- **Extrait cité**:

- - -

Ma juste modestie, Madame, et ma raison me fesaient croire d'abord que l'idée d'une statue était une bonne plaisanterie; mais puisque la chose est sérieuse, souffrez aussi que je vous parle sérieusement.
J'ai soixante et seize ans, et je sors à peine d'une grande maladie qui a traitté fort mal mon corps et mon âme pendant six semaines. Mr Pigale doit, dit-on, venir modeler mon visage. Mais, Madame, il faudrait que j'eusse un visage, on en devinerait à peine la place; mes yeux sont enfoncés de trois pouces; mes joues sont du vieux parchemin mal collé sur des os qui ne tiennent à rien. Le peu de dents que j'avais est parti. Ce que je vous dis là n'est point coqueterie, c'est la pure vérité. On n'a jamais sculpté un pauvre homme dans cet état. Mr Pigale croirait qu'on s'est moqué de lui, et pour moi j'ai tant d'amour propre que je n'oserais jamais paraître en sa présence. Je lui conseillerais, s'il veut mettre à fin cette étrange avanture, de prendre à peu près son modèle sur la petite figure en porcelaine de Seve. Qu'importe, après tout, à la postérité qu'un bloc de marbre ressemble à un tel homme ou à un autre. Je me tiens très philosophe sur cette affaire. Mais comme je suis encor plus reconnaissant que philosophe je vous donne sur ce qui me reste de corps le même pouvoir que vous avez sur ce qui me reste d'âme. L'un et l'autre sont fort en désordre, mais mon cœur est à vous, Madame, comme si j'avais vingt cinq ans, et le tout avec un très sincère respect.
V.
Mes obéissances je vous en suplie à monsieur Necker.

- - -

- **Consigne 1**: D'après la lettre sur la statue, pourquoi Mr Pigale croirait-il qu'on s'est moqué de lui ? Répondez en une à trois phrases.
- **Consigne 2**: Transcrivez, dans la lettre sur la statue, le passage qui va de « Ma juste modestie, Madame, et » jusqu'à « vous parle sérieusement. ».

- **Données fournies**:
- - -

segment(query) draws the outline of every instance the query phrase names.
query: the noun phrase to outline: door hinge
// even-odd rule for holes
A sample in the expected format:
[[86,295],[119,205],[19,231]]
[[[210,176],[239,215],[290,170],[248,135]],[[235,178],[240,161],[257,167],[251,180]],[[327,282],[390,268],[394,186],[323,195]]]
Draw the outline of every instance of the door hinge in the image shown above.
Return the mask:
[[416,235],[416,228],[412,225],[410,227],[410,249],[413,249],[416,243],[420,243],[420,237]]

- - -

- **Réponse 1**: À soixante et seize ans et au sortir d'une grande maladie, l'auteur n'a presque plus de visage : ses yeux sont enfoncés de trois pouces, ses joues sont du vieux parchemin mal collé sur des os, et ses dents sont parties. Or on n'a jamais sculpté un pauvre homme dans cet état.

- **Réponse 2**:
Ma juste modestie, Madame, et ma raison me fesaient croire d'abord que l'idée d'une statue était une bonne plaisanterie; mais puisque la chose est sérieuse, souffrez aussi que je vous parle sérieusement.